Written instruction: Could you rename every "Quickstart" heading in the material below to "Overview" and reproduce the material with nothing else changed? Please leave the pictures out of your answer.

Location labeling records
┄┄┄┄┄┄┄┄┄┄

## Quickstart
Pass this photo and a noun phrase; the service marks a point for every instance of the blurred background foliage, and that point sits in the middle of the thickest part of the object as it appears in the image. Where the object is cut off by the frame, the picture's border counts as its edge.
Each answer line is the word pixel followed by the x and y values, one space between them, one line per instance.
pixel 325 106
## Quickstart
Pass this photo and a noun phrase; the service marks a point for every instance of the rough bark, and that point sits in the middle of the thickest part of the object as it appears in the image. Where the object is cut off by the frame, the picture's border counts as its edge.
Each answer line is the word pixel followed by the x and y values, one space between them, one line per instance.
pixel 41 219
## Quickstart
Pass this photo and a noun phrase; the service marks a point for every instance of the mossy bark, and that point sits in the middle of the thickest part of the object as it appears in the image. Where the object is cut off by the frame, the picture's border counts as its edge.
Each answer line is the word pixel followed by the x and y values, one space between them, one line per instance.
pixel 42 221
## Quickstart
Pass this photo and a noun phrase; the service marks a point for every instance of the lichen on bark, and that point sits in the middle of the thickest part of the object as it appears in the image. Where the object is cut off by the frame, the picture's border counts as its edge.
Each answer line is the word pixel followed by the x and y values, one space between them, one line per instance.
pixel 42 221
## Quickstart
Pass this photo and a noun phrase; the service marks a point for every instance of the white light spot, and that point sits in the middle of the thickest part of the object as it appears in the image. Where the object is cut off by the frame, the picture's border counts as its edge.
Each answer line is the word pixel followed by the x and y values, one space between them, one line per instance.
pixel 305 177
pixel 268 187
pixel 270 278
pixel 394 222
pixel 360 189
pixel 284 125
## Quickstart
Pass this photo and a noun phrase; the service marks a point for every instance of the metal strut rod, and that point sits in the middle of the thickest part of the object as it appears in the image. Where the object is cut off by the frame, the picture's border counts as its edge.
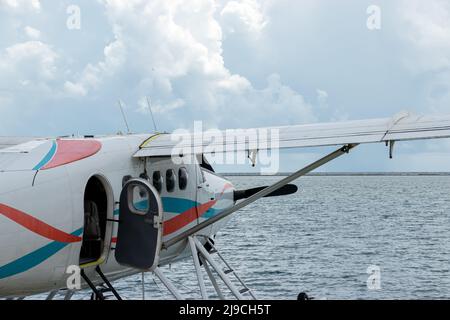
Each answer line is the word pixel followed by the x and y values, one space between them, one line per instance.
pixel 336 154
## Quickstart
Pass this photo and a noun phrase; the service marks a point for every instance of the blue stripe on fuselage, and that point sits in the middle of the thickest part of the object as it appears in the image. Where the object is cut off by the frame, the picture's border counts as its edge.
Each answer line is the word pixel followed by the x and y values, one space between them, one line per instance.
pixel 34 258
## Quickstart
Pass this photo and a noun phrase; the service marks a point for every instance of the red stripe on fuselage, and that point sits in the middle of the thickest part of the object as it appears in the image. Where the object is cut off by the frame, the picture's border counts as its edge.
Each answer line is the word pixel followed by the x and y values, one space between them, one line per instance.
pixel 37 226
pixel 185 218
pixel 69 151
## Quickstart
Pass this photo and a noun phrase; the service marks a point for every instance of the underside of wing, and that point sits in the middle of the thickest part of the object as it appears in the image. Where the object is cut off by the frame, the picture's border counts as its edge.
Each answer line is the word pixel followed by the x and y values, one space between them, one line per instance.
pixel 399 128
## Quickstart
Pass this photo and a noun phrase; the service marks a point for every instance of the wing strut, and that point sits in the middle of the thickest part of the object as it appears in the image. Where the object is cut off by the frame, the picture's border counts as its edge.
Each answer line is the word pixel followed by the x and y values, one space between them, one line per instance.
pixel 336 154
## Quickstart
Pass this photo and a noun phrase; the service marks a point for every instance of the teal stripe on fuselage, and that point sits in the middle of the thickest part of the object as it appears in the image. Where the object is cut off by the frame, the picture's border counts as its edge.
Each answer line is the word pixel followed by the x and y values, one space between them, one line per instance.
pixel 172 205
pixel 177 206
pixel 34 258
pixel 47 158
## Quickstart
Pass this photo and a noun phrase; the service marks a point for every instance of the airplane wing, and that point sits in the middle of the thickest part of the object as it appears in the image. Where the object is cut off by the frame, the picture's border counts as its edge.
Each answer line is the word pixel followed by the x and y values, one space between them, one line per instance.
pixel 398 128
pixel 7 142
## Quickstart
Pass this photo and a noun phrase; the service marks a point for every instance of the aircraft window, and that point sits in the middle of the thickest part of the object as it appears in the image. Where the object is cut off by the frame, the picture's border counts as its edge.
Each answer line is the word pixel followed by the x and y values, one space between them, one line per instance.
pixel 138 200
pixel 182 178
pixel 170 180
pixel 205 164
pixel 157 181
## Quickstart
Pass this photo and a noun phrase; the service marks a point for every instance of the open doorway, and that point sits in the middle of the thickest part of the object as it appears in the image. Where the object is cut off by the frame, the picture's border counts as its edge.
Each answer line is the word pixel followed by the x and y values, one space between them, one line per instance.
pixel 95 221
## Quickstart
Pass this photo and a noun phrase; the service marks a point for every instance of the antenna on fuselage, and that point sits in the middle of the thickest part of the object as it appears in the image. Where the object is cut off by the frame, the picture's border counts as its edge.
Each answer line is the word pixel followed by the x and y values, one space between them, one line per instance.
pixel 124 117
pixel 151 113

┄┄┄┄┄┄┄┄┄┄

Worked answer:
## Overview
Pass this photo and a noun phrase; the service marks a point for every instance of the blurred background foliage, and that point sits in the middle of the thickest part of the object as it appears in the image. Where the object is cut off by the frame, the picture's border counts as its edge.
Each answer line is the word pixel followed by the x and y values, one space between them, one line per instance.
pixel 325 106
## Overview
Pass this photo and a noun phrase; the service marks a point for every instance of the rough bark, and that point sits in the middle of the thickest part of the object as it appears in the image. Where the object is cut off by the frame, the picture's border counts as its edge.
Each answer line is the word pixel followed by the x and y values, one space between them, one line per instance.
pixel 41 219
## Overview
Pass this photo and a noun phrase; the service marks a point for every instance of the mossy bark, and that point sits in the middle of the thickest part of the object as it appears in the image. Where the object is cut off by the frame, the picture's border counts as its edge.
Each answer line is the word pixel followed by the x and y values, one space between them, one line per instance.
pixel 42 221
## Overview
Pass this photo and a noun phrase; the service marks a point for every instance of the lichen on bark, and that point sits in the middle of the thickest part of the object as it appears in the image. Where the object is cut off by the frame, the picture's border counts as its edge.
Each answer line is the word pixel followed by the x and y values, one space between them, one line per instance.
pixel 42 221
## Overview
Pass this photo and a noun phrase; the service marks a point for every instance of the white light spot, and that point sits in the middle of the thickest part of the object as it appears in the image. Where the object is cut off by the frame, the picture's border counts as its edge.
Each answer line is the word pixel followed by the x and y values, one space between them, one line per instance.
pixel 305 177
pixel 268 187
pixel 270 278
pixel 394 222
pixel 360 189
pixel 284 125
## Overview
Pass this photo and a noun phrase; the service marks a point for every instance of the metal strut rod, and that point sits in the middle of the thickest part of the object as it appears in the image. Where the object is cut off by the frame, the picture's border counts as its edge.
Each answer line is the word pixel followed by the x and y values, one space between them, one line per instance.
pixel 336 154
## Overview
Pass this photo and a noun phrase; the service marks a point for every instance of the blue stripe on fuselage, and that point sits in the middle of the thickest part of the object as it appears in the image. Where the object is cut off by the frame, the picture's border counts as its edge.
Each answer line is the word pixel followed by the x and y values, one space between them, one line per instance.
pixel 34 258
## Overview
Pass this photo and a noun phrase; the service marks a point for every instance of the red stripe on fuselage, and that point sits in the middle of the thickest part of the object as it appears in the image. Where the object is cut off by the frame, the picture's border counts as its edge.
Each answer line is the word pixel followed by the x and y values, one space between them, one line per instance.
pixel 37 226
pixel 185 218
pixel 69 151
## Overview
Pass this photo and a noun phrase; the service marks a point for every instance of the underside of wing, and that point sits in the middle of the thickest part of the object as it appears in the image. Where the object is cut off by the frame, the picture's border counts as its edge.
Each answer line is the word pixel followed by the x and y values, one space between them, one line per instance.
pixel 399 128
## Overview
Pass this photo and a noun phrase; the service marks a point for every instance of the wing strut, and that point sits in the middle of the thickest part of the object as it appears in the image. Where the object is cut off by the frame, the picture's border counts as its edge.
Each answer line is the word pixel followed by the x and y values, one space between them, one line per instance.
pixel 336 154
## Overview
Pass this photo and a noun phrase; the service marks a point for every instance of the teal stripe on fuselage, and that point sits in the middle of the thickest part of the object as it appears in the image. Where the object is cut off by the frame, the picture's border counts as its edge.
Each answer line is the word pixel followed by the x and y values, one space between them, one line per instance.
pixel 172 205
pixel 177 206
pixel 34 258
pixel 47 158
## Overview
Pass this photo and a noun phrase; the service marks a point for every instance of the airplane wing, and that point sits in the middle of the thickest part of the object as it appears in the image. Where the object is cut off by the frame, the picture's border counts as its edge.
Each answer line is the word pixel followed by the x and y values, one space between them, one line per instance.
pixel 398 128
pixel 7 142
## Overview
Pass this photo and a noun phrase; the service marks a point for every instance of the aircraft window, and that point sits in the middle of the thickest part of the object as it appears in the image. Where the object is cut off by the frame, the picture's border counts as its edge.
Each answer line is the word pixel followed by the x and y values, one space between them, one line per instance.
pixel 138 200
pixel 182 178
pixel 170 180
pixel 205 164
pixel 157 181
## Overview
Pass this photo and a noun phrase; the service marks a point for every instance of the open doorway, and that point sits in the middle of the thickest part of the object as it appears in the image. Where the object is cut off by the frame, the picture's border counts as its edge.
Each answer line is the word pixel followed by the x and y values, one space between them, one line per instance.
pixel 95 221
## Overview
Pass this photo and a noun phrase; the service marks a point for every instance of the antenna on fuselage, and that point sits in the middle of the thickest part of the object as it appears in the image. Where the object is cut off by the frame, the picture's border counts as its edge.
Each answer line is the word pixel followed by the x and y values, one space between them, one line per instance.
pixel 124 117
pixel 151 113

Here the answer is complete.